▸ Coordinate labeling data:
start

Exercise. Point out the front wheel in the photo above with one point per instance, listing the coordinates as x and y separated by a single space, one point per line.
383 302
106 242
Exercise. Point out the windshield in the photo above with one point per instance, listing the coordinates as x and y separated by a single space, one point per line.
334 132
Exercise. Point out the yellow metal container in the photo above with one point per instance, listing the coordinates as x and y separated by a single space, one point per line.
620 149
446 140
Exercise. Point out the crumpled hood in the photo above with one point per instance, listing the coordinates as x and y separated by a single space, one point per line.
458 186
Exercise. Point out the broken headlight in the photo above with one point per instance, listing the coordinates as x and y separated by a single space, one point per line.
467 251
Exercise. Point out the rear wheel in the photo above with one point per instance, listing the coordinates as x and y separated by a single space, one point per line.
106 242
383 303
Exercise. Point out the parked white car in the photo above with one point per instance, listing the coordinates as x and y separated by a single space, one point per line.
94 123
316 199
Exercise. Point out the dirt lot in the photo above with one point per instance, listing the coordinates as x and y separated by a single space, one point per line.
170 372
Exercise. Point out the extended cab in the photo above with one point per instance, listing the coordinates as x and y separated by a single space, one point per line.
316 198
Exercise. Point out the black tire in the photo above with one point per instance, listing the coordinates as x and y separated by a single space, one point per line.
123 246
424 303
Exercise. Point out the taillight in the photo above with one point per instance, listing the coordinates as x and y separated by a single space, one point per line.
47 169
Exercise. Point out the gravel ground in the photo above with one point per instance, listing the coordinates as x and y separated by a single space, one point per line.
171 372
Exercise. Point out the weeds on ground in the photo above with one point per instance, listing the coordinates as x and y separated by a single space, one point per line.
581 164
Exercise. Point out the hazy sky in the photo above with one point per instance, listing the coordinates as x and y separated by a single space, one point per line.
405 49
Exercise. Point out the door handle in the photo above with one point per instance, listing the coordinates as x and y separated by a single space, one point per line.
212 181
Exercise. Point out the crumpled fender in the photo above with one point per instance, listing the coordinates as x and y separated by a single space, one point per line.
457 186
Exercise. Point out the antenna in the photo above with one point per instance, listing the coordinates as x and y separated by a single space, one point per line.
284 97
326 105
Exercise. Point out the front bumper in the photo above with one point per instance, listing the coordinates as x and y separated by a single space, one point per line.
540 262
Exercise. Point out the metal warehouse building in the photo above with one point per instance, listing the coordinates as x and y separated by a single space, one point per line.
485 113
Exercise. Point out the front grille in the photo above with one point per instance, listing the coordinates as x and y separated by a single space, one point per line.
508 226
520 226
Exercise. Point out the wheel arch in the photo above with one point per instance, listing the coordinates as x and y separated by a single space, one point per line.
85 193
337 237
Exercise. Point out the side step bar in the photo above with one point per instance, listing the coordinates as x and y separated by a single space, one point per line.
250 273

end

Repeat exactly the lines starting at the line with "Exercise. Point out the black" and ending with the final line of the entries. Include nothing else.

Exercise. Point out the black tire in the photo above with one point per instance, listing the coordinates as x and y separated by a single space, one point per line.
123 246
424 303
Exercise. Point out the taillight in the photo above with one point per instance, listing the coordinates as x and y separated by a single space, one point per line.
47 169
Exercise. Point out the gravel ground in the photo above with one point per instance, listing the coordinates as x and y separated by a single space, one point per line.
171 372
Exercise. Point out the weeds on ground in the photo above with one point per instance, listing the coordinates as x and y separated by a single space, one point per line.
581 164
Exercise. Point out the hazy sky in the photo above with one point per instance, listing the coordinates as x and y separated by a single space, one point per line.
405 49
Exercise. Point out the door handle in the photo above with one point per instance, listing the coordinates as x and y separated by a single space, one point per line.
212 181
Exercise. Point out the crumpled fender in the photo above with one point per instance, listing the coordinates as x and y separated by a single space, one point per line.
457 186
Exercise. Point out the antenna in the photo above with one point per instance, listing the coordinates as x and y separated by a single space, one point per line.
284 97
326 105
Exercise. Point out the front bumper in the photo above with one point per instance, listing the coordinates as x and y separated by a single space, one point per line.
540 262
Exercise. Point out the metal warehouse building in the photo above with one point per instance, listing the coordinates as x and y separated by a single space, one point per line.
485 113
Exercise. Point out the front grille in the photo above with one point per instance, listing the coordinates as x and y separated by a single space, one point per line.
508 226
520 226
Exercise. Point out the wheel arch in the photo above with one point per instance, listing the coordinates as x and y separated by a single space, one point per line.
85 193
337 237
Exercise. Point out the side step bar in the photo above with one point per instance, listing the coordinates as x and y separated by a single space, one point per line.
250 273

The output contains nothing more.